At least six dead in Yemen suicide bombing
ISIS claims responsibility • UN urges Saudi coalition to open ports, says millions at risk
ADEN/GENEVA (Reuters) – At least six people were killed Tuesday when a suicide car bomb struck a base in Yemen’s port city of Aden, residents said, in an attack claimed by Islamic State.
Dozens of other people, including civilians, were wounded in the attack, which occurred outside a camp used by a local security force organized by the Saudi-led coalition fighting Houthi rebels.
Islamist terrorists have exploited a civil war that began in 2015 to try to expand their influence and gain a foothold in the impoverished country located in the southern Arabian Peninsula, near the world’s top oil exporter, Saudi Arabia.
Witnesses described a huge explosion that shook the al-Mansoura district in northern Aden, destroying at least one building and shattering windows in others. A plume of smoke rose over the area.
Ambulances raced to the scene to evacuate the wounded. Pictures circulating on social media showed several young men in military uniform being carried away in bandages.
Residents said two suicide bombers carried out the attack. But Islamic state, which claimed responsibility for the attack, said only one bomber was involved and identified him as Abu Hajar al-Adani.
The group said Adani targeted the operations room of the “apostate Security Belt,” destroying it and killing and wounding all those inside it.

▶ Recorded data
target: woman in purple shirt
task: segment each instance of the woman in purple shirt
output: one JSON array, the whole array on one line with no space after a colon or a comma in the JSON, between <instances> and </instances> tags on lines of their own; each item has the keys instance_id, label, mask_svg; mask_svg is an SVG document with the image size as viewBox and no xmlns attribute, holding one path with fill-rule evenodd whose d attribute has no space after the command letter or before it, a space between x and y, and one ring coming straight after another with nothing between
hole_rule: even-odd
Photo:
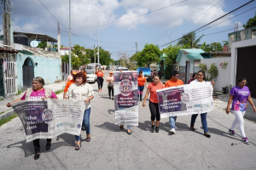
<instances>
[{"instance_id":1,"label":"woman in purple shirt","mask_svg":"<svg viewBox=\"0 0 256 170\"><path fill-rule=\"evenodd\" d=\"M247 79L245 77L238 78L237 86L232 88L230 93L230 99L227 105L226 113L230 113L230 105L232 102L232 110L233 113L236 116L235 121L231 128L230 128L230 133L234 136L235 135L235 128L238 124L239 131L241 134L241 141L245 144L250 144L248 139L246 137L244 133L244 123L243 123L243 116L247 110L247 101L251 104L253 108L254 113L256 112L256 108L253 104L253 101L251 98L251 92L249 88L246 86Z\"/></svg>"}]
</instances>

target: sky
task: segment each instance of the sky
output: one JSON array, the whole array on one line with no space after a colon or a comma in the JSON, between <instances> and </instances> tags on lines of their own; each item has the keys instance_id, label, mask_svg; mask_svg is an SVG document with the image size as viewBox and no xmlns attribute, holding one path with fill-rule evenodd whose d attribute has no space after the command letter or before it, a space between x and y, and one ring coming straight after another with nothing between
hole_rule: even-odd
<instances>
[{"instance_id":1,"label":"sky","mask_svg":"<svg viewBox=\"0 0 256 170\"><path fill-rule=\"evenodd\" d=\"M79 44L86 48L93 48L94 45L96 47L98 22L99 46L109 51L112 59L119 60L119 53L128 56L136 53L136 42L138 51L143 50L146 43L159 45L163 49L171 44L170 42L250 0L70 1L72 46ZM59 21L61 44L68 47L69 0L11 2L15 31L42 33L56 38ZM253 17L255 12L256 2L253 2L197 31L196 37L205 35L200 43L228 41L228 33L234 31L234 24L238 23L239 30L243 29L242 25ZM3 27L2 19L0 26ZM223 32L216 33L219 31ZM3 31L0 34L3 34ZM175 43L177 42L172 42L172 45Z\"/></svg>"}]
</instances>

▶ Apply what you read
A - According to the Yemen bombing report, what name did Islamic State give for the bomber?
B - Update the Yemen bombing report by writing out the part that opens with the words containing "Dozens of other" and closes with "fighting Houthi rebels.", with "camp" changed to "compound".
C - Carry on the Yemen bombing report from the point where it stops.
The data is not needed for this work.

▶ Written responses
A - Abu Hajar al-Adani.

B -
Dozens of other people, including civilians, were wounded in the attack, which occurred outside a compound used by a local security force organized by the Saudi-led coalition fighting Houthi rebels.

C -
The Security Belt was set up by the United Arab Emirates, a key member of the Saudi-led coalition that has been fighting the Iran-aligned Houthis since they advanced on Aden in 2015, forcing President Abd-Rabbu Mansour Hadi to flee to Saudi Arabia.
The civil war between the Iran-aligned Houthis and the internationally recognized Hadi government has killed more than 10,000 people and displaced more than two million. The war drags on with no sign that it will end soon.
Tuesday’s attack was the second of its kind in Aden this month. On November 5, a car bomber blew himself up at a security checkpoint, killing 15 people and wounding at least 20. Islamic State also claimed responsibility for that assault but provided no evidence it was involved.
Meanwhile, the UN aid coordinator, on Tuesday, called on the Saudi-led coalition to open all Yemen’s seaports urgently, saying millions of lives were at risk.
The Saudi-led coalition fighting Yemen’s Houthi movement said last week it had closed all air, land and seaports in Yemen to stem what it said was the flow of arms to the Houthis from Iran.
“We have some 21 million people needing assistance and seven million of those are in famine-like conditions and rely completely on food aid,” said UN humanitarian coordinator for Yemen Jamie McGoldrick.
“The continued closure by the Saudi-led coalition of critical seaports and airports is aggravating an already dire humanitarian situation. I think it poses a critical threat to the lives of millions who are already struggling to survive.”
McGoldrick was speaking to reporters in Geneva by phone from Amman because, he said, flights into Sanaa were blocked.
“The humanitarian impact of what is happening right now is unimaginable,” he said.
The Saudi-led coalition has said it will keep Hodeidah port closed until a UN verification program is reviewed to ensure no weapons reach the Houthis.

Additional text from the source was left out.